===== Given text

The hearing offered little hope that the court is about to safeguard Palestinians’ rights. The judges again postponed the case to an unspecified date, when they said it would be heard by a panel expanded from three justices. They made no ruling on the contempt of court or on the “prior warning” order, which will be allowed to continue.
Politics of the Law
Under the Fourth Geneva Convention, to which Israel is a signatory, civilian residents of occupied territory are “protected persons” and must be safeguarded by the occupying power. Though the UN and the high contracting parties to the Geneva Conventions concur that the Fourth Geneva Convention is applicable in the West Bank, Gaza and East Jerusalem, the Israeli authorities have traditionally argued that it is not, because no recognized “sovereign” power was replaced when Israel took these territories in 1967. Israel clouds the picture somewhat by agreeing to implement the convention’s provisions “de facto”—saying, in effect, that though the convention is not binding in the Occupied Territories, Israel will respect its provisions because it chooses to do so. When Israel does not respect the convention, its lawyers can fall back on the claim that it does not apply in any event. But the failure of the Supreme Court to overturn illegitimate policies of occupation has political roots more than it does legalistic justifications.
The court’s 14 justices, as members of a society whose goals and values they share, are not immune from either the fear or the self-interest common to the Jewish public. This was neatly illustrated in a hearing before the court to stop “targeted killings” in January 2002. Before rejecting the petition, Justice Michael Cheshin—on a three-person panel—expressed a vested interest in wanting the policy of assassinations to continue if it meant his son, who was serving in the army, did not have to venture into dangerous areas to make arrests. “My son goes into that [Palestinian] territory and I don’t want to endanger him,” he told the human rights lawyers.

==========

What this exercise asks:
**A)** According to the passage on Israel's Supreme Court and the occupied territories, on what grounds have Israeli authorities argued that the Fourth Geneva Convention does not apply in the West Bank, Gaza and East Jerusalem?
**B)** Pick up the passage on Israel's Supreme Court and the occupied territories after its last sentence and keep writing it.

===== Data records

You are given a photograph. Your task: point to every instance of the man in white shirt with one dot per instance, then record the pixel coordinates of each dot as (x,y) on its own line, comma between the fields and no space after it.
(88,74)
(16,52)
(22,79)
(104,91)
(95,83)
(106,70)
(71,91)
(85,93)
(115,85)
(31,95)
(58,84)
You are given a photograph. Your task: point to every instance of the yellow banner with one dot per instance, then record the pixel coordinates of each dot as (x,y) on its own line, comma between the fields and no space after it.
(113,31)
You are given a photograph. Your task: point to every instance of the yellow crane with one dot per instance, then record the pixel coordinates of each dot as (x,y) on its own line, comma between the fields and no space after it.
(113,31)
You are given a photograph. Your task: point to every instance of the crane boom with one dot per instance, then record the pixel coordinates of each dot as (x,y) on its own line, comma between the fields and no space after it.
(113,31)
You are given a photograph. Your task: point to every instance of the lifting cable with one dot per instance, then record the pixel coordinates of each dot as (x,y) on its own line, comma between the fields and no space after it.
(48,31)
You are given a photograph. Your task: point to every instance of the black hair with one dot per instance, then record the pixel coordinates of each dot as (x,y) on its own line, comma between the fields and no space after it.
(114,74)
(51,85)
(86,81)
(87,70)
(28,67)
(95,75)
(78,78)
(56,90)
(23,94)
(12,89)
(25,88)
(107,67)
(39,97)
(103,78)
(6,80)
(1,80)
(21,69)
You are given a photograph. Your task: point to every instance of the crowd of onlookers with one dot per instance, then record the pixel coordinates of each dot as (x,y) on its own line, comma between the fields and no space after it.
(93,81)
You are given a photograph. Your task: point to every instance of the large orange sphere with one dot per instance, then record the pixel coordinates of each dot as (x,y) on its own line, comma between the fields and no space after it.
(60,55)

==========

Activity answers:
**A)** They argue that it does not apply because no recognized "sovereign" power was replaced when Israel took these territories in 1967.

**B)**
Although opinion polls show the public holds the court in high regard, it holds the military in even higher esteem. The public is unlikely to support negative rulings on the army’s behavior. The Supreme Court’s chief justice, Aharon Barak, has implicitly acknowledged this fact, writing that the court “must take into account the social consensus.” Also, the activism often ascribed to the court in the domestic sphere—judgments applying to Israeli citizens only—has earned it a reputation from the Israeli right as a bastion of depraved liberalism. The court endures periodic threats to replace it with a more populist Constitutional Court, which would be at least partly chosen by politicians. Controversial interference by the court in the Occupied Territories would doubtless build pressure for its dissolution.
Most importantly, the court has dutifully accepted the Zionist premise that Israel’s state interests have primacy over all other considerations, including, apparently, international law. In disputes between the state and the Palestinians, the court is not and cannot be neutral. So when the state deploys the argument that a specific policy is necessary for Israel’s security, the court is almost duty-bound to agree, whatever the evidence. As Kretzmer observes, “The dominant narrative holds that the state is being attacked, the authorities are trying to protect it and the ultimate duty of the court is to assist them in this task.” Cases submitted to protect Palestinian human rights, therefore, are more likely to test the judiciary’s nerve or its ideological assumptions than legal principles.